TRECHO FORNECIDO:
----------------
Informativo: 686 do STJ – Processo Penal
Resumo: É ilegal a sentença de pronúncia fundamentada exclusivamente em elementos colhidos no inquérito policial.
Comentários:
O rito procedimental do júri é bifásico (ou escalonado), dividindo-se em duas fases: a primeira se inicia com o recebimento da denúncia e se estende até a decisão de pronúncia; a segunda começa na pronúncia e se encerra no julgamento em plenário.
Encerrada a primeira fase do procedimento do Júri – denominada instrução preliminar –, se convencido da materialidade do crime e da existência de indícios de autoria, o juiz pronuncia o réu (art. 413 do CPP).
A materialidade é comprovada por meio do respectivo exame de corpo de delito, desde que, nos termos do art. 158 do CPP, deixe vestígios a infração penal. Ao se satisfazer, de outro lado, com meros indícios de autoria, quis o legislador deixar claro que a sentença de pronúncia encerra um simples juízo de probabilidade no qual se julga admissível a acusação, apta, portanto, a ser conhecida pelo Júri. Por indícios, na lição de Borges da Rosa, “se consideram os fatos conhecidos que, por sua força e precisão, são capazes de determinar uma só e única conclusão: a de que não foi outro se não o indiciado o autor ou cúmplice do fato criminoso” (Processo penal brasileiro, Porto Alegre: Globo, 1942, vol. II, p. 494-5).
Antes da sentença de pronúncia, há uma audiência de instrução, na qual, segundo dispõe o art. 411 do CPP, “proceder-se-á à tomada de declarações do ofendido, se possível, à inquirição das testemunhas arroladas pela acusação e pela defesa, nesta ordem, bem como aos esclarecimentos dos peritos, às acareações e ao reconhecimento de pessoas e coisas, interrogando-se, em seguida, o acusado e procedendo-se o debate”. Essa audiência é a oportunidade para reafirmar, agora em juízo, indícios de autoria que fundamentaram a própria denúncia. Segundo tem decidido o STJ, os indícios que compõem a sentença de pronúncia não podem ser exclusivamente originados do inquérito policial, pois isso anularia a relevância da instrução preliminar e igualaria a sentença de pronúncia à decisão que recebe a denúncia:
“A atual posição do Superior Tribunal de Justiça sobre o tema admite a pronúncia do acusado com base em indícios derivados do inquérito policial, sem que isso represente afronta ao art. 155 do Código de Processo Penal (HC 547.442/MT, Ministro Nefi Cordeiro, Sexta Turma, DJe 15/4/2020).
----------------
TAREFA PROPOSTA 1: Encontre nos registros abaixo todas as linhas que contêm a palavra "shirt" e copie cada uma delas.
----------------
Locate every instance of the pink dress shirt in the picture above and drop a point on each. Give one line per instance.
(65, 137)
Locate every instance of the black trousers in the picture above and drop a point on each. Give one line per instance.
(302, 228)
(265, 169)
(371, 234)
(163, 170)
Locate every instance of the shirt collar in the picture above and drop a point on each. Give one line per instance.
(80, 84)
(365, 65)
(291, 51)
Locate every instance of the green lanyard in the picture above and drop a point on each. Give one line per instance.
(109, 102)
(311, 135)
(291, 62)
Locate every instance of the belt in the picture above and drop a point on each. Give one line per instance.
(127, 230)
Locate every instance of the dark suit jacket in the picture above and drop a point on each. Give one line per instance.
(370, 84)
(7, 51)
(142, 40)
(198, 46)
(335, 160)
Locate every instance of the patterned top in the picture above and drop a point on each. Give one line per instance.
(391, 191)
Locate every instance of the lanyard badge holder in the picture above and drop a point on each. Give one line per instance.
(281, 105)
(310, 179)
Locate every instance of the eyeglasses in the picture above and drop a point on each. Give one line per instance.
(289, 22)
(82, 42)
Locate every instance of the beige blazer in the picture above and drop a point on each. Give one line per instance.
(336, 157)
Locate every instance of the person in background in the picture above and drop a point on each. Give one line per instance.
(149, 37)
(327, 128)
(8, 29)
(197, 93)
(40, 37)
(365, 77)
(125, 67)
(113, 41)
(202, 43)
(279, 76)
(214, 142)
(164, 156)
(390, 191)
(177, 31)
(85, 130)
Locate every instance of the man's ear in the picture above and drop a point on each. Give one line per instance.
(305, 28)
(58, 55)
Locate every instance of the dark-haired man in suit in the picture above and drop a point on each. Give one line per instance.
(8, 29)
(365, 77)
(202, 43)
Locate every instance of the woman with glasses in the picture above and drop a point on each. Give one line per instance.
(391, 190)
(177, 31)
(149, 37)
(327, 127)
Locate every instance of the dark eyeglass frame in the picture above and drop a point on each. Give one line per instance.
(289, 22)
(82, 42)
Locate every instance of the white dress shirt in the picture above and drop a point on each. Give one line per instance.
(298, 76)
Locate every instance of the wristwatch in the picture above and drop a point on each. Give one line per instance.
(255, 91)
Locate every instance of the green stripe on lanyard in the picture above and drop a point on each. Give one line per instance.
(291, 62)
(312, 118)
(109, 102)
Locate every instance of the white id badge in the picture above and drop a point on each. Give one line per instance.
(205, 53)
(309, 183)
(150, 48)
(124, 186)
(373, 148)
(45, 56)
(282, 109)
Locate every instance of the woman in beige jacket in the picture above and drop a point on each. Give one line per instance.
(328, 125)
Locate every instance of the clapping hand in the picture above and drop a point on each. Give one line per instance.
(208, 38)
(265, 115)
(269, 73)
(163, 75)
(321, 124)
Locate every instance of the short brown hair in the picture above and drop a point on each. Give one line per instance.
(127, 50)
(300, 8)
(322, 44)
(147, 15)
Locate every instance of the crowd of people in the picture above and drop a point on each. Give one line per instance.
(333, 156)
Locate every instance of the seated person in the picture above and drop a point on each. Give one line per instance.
----------------
TAREFA PROPOSTA 2: De acordo com o trecho fornecido, por que os indícios que compõem a sentença de pronúncia não podem ser originados exclusivamente do inquérito policial? Responda em uma a três frases.

RESULTADO DO EXERCÍCIO 1:
Locate every instance of the pink dress shirt in the picture above and drop a point on each. Give one line per instance.
Locate every instance of the shirt collar in the picture above and drop a point on each. Give one line per instance.
Locate every instance of the white dress shirt in the picture above and drop a point on each. Give one line per instance.

RESULTADO DO EXERCÍCIO 2: Porque isso anularia a relevância da instrução preliminar e igualaria a sentença de pronúncia à decisão que recebe a denúncia. A audiência de instrução anterior à pronúncia é a oportunidade para reafirmar, em juízo, os indícios de autoria que fundamentaram a própria denúncia.